SELECTED PASSAGE ->
---------------
Last year, just prior to the beginning of the Occupy protests, a large group of Hong Kong’s elite, headed by the richest of them, Li Ka-shing, and former Chief Executive and second generation shipping tycoon C H Tung, were invited to Beijing for a face to face meeting with new President Xi Jinping.
The meeting was widely seen at the time as giving huge face to the elite, in the process infuriating many in Hong Kong who saw both tycoons as exploitive oligopolists, defenders of the status quo and a barrier to democratic development.
For sure, Xi’s actions were a red rag to demonstrators. But in retrospect the president’s purpose may not have been to praise the elite but to warn them: be more genuinely patriotic through actions, not words, or face the consequences. In fact, China appears to have fallen out of love with Hong Kong’s oligarchs.
Questions remain whether the elites were too eager to diversify outside both the mainland and Hong Kong–which they appeared ready to do. Or it may be because Beijing now believes that it is in its political interest, as well as the interests of expansionist state enterprises, to seek to undercut a group previously seen as both loyal and essential to Hong Kong’s stability.
From the tycoons’ immediate viewpoint, keeping a low profile on political issues was preferable, particularly as popular sentiment in Hong Kong was against them, so seeming to take a hard line against political reform demands would make them more vulnerable.
Since the Xi meeting, and Occupy, the leader of the pack, Li Ka-shing, has signaled clearly that his family is now in the business of wealth preservation, not increased risk-taking in Hong Kong or the mainland. Li has announced a major reshuffle of assets between his two major listed companies, Cheung Kong and Hutchison, in a way that not only favors the family interests but, more importantly, separates Cheung Kong’s Hong Kong and China-focused property interests from the port, telecoms, retail, infrastructure and oil interests overseas within Hutchison.
Furthermore Li is also bidding US$15 billion to buy Britain’s O2 telecoms company from indebted Spanish telecom giant Telefonica. Added to Hutchison’s existing network, this would make Li Britain’s largest telecoms operator. He is already its biggest port owner and has huge power and infrastructure interests in Britain and Australia, and also recently bought a British railway rolling stock owner.
The O2 move could be seen simply as following a well-established path – using cash thrown off by his Hong Kong interests to build a global portfolio. It could reasonably be argued that Li already owns too much in Hong Kong to be comfortable. That diversification process dates back to the 1980s with his acquisition of Canada’s Husky Oil.
But Beijing may see all this in a different light, particularly at a time when Xi is focusing on nationalism and anti-western rhetoric. The second and third generation tycoons are almost all western educated and find operating in predictable western systems a lot easier than China, where connections can create rapid wealth, but where losing it is almost equally easy.
---------------
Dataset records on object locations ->

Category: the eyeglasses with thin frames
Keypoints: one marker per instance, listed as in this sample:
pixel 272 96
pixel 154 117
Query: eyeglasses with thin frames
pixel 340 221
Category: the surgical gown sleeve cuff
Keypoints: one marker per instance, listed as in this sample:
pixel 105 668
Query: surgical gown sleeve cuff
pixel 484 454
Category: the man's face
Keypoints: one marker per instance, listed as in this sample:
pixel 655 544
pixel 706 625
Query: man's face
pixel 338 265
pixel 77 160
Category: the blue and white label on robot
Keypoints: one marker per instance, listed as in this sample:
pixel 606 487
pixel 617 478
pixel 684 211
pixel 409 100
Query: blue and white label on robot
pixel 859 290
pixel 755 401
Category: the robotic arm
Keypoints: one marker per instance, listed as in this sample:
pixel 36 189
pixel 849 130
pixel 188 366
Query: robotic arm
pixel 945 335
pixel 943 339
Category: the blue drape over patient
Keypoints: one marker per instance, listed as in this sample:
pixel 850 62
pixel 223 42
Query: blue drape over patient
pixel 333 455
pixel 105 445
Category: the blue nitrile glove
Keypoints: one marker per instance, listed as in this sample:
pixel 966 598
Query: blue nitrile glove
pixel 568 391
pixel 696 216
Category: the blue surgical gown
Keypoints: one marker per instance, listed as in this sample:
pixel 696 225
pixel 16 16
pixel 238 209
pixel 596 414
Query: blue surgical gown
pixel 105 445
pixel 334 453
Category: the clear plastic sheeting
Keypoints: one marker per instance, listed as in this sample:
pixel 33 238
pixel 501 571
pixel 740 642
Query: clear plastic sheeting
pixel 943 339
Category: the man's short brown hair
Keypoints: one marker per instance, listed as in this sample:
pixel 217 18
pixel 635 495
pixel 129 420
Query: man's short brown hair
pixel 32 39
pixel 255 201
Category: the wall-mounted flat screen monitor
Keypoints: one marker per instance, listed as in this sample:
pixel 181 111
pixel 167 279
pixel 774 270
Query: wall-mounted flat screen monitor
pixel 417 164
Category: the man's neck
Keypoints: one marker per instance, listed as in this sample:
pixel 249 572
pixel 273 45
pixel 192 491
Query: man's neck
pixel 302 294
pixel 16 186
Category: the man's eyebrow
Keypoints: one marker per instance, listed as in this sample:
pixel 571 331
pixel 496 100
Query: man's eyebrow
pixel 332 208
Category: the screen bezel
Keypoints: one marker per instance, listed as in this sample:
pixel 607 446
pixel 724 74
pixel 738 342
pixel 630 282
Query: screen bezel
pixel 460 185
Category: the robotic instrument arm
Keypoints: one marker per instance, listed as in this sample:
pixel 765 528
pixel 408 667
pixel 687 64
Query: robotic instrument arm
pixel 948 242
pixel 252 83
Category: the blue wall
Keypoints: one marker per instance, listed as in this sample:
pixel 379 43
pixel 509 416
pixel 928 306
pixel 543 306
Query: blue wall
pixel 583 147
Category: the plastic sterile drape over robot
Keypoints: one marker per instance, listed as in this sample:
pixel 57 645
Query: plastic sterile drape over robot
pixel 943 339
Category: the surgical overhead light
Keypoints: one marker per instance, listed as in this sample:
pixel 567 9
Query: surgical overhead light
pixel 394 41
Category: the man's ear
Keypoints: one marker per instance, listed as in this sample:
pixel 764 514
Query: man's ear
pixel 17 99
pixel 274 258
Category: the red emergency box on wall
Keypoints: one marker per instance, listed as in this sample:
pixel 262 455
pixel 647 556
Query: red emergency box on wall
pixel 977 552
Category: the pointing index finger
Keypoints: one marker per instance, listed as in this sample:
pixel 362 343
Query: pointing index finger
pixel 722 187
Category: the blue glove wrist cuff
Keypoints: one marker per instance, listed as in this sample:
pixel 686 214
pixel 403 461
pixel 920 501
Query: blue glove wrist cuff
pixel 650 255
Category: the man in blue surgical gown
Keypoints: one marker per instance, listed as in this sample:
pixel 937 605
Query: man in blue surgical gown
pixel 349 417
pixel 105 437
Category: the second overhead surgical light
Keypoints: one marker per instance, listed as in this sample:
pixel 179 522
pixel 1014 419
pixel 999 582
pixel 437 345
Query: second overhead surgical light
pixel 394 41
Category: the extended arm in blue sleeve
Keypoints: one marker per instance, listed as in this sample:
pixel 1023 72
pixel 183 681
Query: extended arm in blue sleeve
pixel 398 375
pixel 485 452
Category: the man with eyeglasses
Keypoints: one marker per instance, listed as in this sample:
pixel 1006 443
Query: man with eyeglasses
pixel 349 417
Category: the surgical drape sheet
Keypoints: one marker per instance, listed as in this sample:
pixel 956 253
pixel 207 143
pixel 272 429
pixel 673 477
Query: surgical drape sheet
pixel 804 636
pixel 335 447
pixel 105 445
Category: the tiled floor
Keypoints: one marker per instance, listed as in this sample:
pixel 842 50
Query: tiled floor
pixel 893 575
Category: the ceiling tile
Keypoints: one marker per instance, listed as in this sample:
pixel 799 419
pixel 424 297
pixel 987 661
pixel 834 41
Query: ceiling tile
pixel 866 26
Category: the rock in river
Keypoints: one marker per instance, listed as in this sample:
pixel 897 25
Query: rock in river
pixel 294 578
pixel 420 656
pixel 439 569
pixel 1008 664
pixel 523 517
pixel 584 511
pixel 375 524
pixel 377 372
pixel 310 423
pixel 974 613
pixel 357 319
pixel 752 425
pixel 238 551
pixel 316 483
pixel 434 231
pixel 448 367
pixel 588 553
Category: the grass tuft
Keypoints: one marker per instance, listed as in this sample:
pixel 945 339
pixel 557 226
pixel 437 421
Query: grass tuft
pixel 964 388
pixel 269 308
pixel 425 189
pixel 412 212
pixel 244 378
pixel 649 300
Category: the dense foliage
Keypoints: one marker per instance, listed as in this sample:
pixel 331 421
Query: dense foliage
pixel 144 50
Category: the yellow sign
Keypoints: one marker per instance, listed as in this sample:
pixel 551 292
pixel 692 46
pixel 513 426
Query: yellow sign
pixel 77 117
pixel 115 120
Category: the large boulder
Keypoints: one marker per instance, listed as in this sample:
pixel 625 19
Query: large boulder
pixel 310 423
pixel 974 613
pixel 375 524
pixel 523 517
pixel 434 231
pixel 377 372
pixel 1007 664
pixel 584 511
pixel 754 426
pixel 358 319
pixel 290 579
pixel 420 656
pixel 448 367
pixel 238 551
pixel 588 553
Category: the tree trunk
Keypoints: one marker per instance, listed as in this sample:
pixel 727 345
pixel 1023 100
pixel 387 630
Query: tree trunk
---------------
WHAT THE TASK ASKS -> According to the passage above on Hong Kong's tycoons, why did the tycoons see keeping a low profile on political issues as the better course? Answer in one to three sentences.

RESULT OF THE TASK -> Popular sentiment in Hong Kong was against the tycoons. Seeming to take a hard line against demands for political reform would therefore have made them more vulnerable, so keeping a low profile was preferable from their immediate viewpoint.